- [Requirement]: Restate exactly, and only, the lines spanning from the one with "point: statue face" to the end of the records below.

- [Records provided]:
--------------------------------
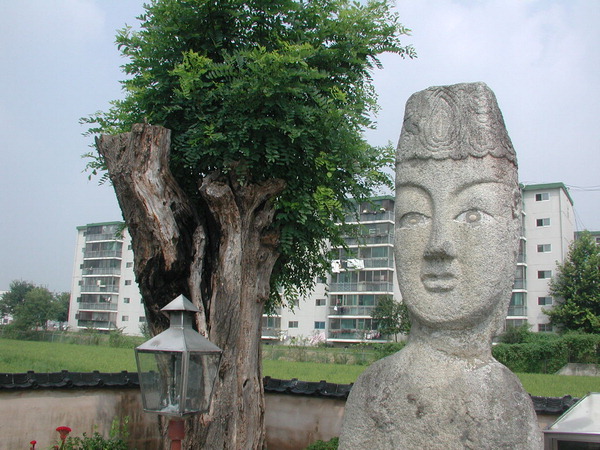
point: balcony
(363, 311)
(101, 288)
(355, 335)
(520, 284)
(103, 237)
(519, 311)
(374, 216)
(98, 306)
(101, 271)
(98, 324)
(270, 333)
(366, 286)
(102, 254)
(370, 240)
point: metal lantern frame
(177, 368)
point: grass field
(21, 356)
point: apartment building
(104, 294)
(549, 229)
(339, 310)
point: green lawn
(21, 356)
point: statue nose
(440, 245)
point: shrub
(389, 348)
(332, 444)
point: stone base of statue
(424, 399)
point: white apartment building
(105, 296)
(549, 225)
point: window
(544, 248)
(542, 222)
(542, 197)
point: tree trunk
(219, 251)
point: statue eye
(473, 216)
(413, 219)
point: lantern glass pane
(161, 381)
(202, 374)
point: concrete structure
(549, 224)
(339, 309)
(458, 220)
(296, 413)
(104, 294)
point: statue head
(457, 209)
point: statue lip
(439, 282)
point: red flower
(64, 432)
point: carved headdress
(454, 122)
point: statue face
(456, 238)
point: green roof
(545, 186)
(83, 227)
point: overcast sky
(59, 63)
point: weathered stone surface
(457, 231)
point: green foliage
(332, 444)
(516, 335)
(576, 288)
(532, 357)
(21, 356)
(60, 310)
(32, 306)
(392, 317)
(548, 352)
(35, 310)
(546, 385)
(116, 440)
(15, 296)
(383, 350)
(261, 89)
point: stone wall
(297, 413)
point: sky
(58, 63)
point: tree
(35, 310)
(15, 296)
(60, 307)
(392, 317)
(255, 149)
(576, 287)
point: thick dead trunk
(218, 251)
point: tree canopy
(576, 287)
(392, 317)
(265, 89)
(33, 306)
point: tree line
(33, 306)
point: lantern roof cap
(180, 303)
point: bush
(389, 348)
(322, 445)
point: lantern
--------------------------------
- [Completed exercise]:
point: statue face
(456, 238)
point: green roof
(545, 186)
(83, 227)
point: overcast sky
(59, 63)
point: weathered stone surface
(457, 231)
point: green foliage
(332, 444)
(516, 335)
(576, 288)
(532, 357)
(21, 356)
(60, 310)
(32, 306)
(392, 317)
(548, 352)
(35, 310)
(546, 385)
(116, 440)
(15, 296)
(383, 350)
(261, 89)
point: stone wall
(297, 413)
point: sky
(58, 63)
point: tree
(35, 310)
(15, 296)
(60, 307)
(392, 317)
(255, 149)
(576, 287)
point: thick dead trunk
(218, 251)
point: tree canopy
(576, 287)
(392, 317)
(265, 89)
(33, 306)
point: tree line
(33, 306)
point: lantern roof cap
(180, 303)
point: bush
(389, 348)
(322, 445)
point: lantern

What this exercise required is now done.